Aim of the exercise: Find the line that contains "Query: tree foliage". Repeat that line and all lines following it, exactly, through the end of the listing below.

Record excerpts:
^^^^
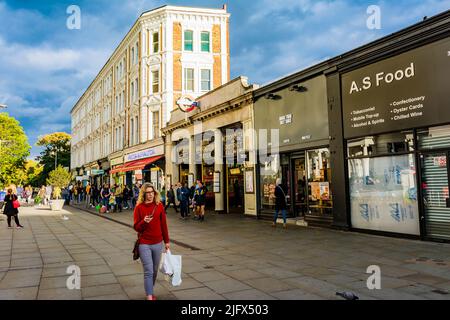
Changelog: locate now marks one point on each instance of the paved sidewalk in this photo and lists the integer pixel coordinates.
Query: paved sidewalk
(225, 257)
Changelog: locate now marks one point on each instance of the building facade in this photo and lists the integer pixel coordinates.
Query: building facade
(369, 131)
(215, 143)
(169, 53)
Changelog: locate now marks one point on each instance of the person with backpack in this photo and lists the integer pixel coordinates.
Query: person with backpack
(105, 193)
(12, 209)
(171, 199)
(136, 190)
(280, 203)
(200, 200)
(126, 197)
(183, 196)
(88, 195)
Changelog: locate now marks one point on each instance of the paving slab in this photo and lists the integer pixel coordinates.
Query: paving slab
(226, 286)
(101, 290)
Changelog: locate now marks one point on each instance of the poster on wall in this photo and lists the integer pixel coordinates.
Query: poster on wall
(249, 182)
(389, 202)
(315, 191)
(154, 178)
(216, 182)
(190, 180)
(324, 191)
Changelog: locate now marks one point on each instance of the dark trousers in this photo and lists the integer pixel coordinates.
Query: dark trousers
(174, 205)
(119, 204)
(16, 219)
(184, 208)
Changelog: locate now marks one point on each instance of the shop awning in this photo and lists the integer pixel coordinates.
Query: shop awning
(135, 165)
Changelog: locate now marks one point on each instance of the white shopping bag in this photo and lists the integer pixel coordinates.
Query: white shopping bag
(171, 268)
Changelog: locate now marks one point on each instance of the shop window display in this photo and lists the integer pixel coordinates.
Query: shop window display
(383, 189)
(277, 167)
(319, 182)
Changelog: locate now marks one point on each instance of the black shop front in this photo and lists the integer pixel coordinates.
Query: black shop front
(396, 128)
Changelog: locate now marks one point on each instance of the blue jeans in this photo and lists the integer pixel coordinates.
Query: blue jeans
(283, 212)
(150, 257)
(106, 203)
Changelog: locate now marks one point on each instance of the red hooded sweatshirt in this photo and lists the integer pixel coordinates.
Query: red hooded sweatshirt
(154, 232)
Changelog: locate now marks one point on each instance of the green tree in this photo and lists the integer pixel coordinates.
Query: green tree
(28, 174)
(58, 179)
(56, 152)
(14, 149)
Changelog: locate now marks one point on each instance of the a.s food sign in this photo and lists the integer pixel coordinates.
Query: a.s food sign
(403, 92)
(382, 78)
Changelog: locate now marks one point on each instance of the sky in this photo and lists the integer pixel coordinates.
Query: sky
(45, 67)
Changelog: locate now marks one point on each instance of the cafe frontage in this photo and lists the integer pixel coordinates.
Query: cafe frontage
(145, 165)
(292, 113)
(389, 111)
(396, 125)
(364, 138)
(210, 139)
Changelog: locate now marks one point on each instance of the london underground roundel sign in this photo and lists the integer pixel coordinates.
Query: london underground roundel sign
(187, 104)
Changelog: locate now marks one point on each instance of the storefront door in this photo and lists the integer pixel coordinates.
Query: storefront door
(235, 190)
(435, 193)
(300, 184)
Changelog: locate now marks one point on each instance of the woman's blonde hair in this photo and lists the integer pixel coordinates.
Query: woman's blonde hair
(141, 198)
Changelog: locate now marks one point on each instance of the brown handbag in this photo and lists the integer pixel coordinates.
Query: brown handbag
(136, 248)
(136, 255)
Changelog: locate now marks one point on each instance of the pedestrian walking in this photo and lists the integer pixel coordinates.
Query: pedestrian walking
(237, 194)
(88, 195)
(151, 224)
(171, 199)
(118, 193)
(184, 201)
(126, 197)
(163, 196)
(105, 193)
(48, 194)
(200, 200)
(41, 195)
(71, 193)
(175, 192)
(28, 194)
(11, 209)
(136, 190)
(94, 195)
(280, 203)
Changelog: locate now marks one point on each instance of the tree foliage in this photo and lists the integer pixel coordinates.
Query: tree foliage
(59, 178)
(14, 149)
(56, 147)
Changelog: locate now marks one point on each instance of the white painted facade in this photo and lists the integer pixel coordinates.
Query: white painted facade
(115, 115)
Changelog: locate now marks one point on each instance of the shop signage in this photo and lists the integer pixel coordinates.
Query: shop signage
(116, 161)
(157, 151)
(440, 162)
(216, 182)
(287, 119)
(187, 104)
(403, 92)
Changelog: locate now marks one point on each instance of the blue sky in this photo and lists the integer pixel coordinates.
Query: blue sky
(45, 67)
^^^^
Answer space:
Query: tree foliage
(59, 178)
(14, 149)
(56, 147)
Changelog: locate now marks one point on each instance of the white painted facade in this photo and lists the integer pixel coordinates.
Query: white painted facade
(115, 115)
Changelog: locate now marks one point on each instance of the shop signage in this photo and lists the integer pixel coordinates.
Query: shop signage
(116, 161)
(157, 151)
(440, 162)
(216, 182)
(287, 119)
(187, 104)
(403, 92)
Changelog: locate now marks one point on each instance of the blue sky in this photo and lists the integer pixel coordinates.
Query: blue sky
(45, 67)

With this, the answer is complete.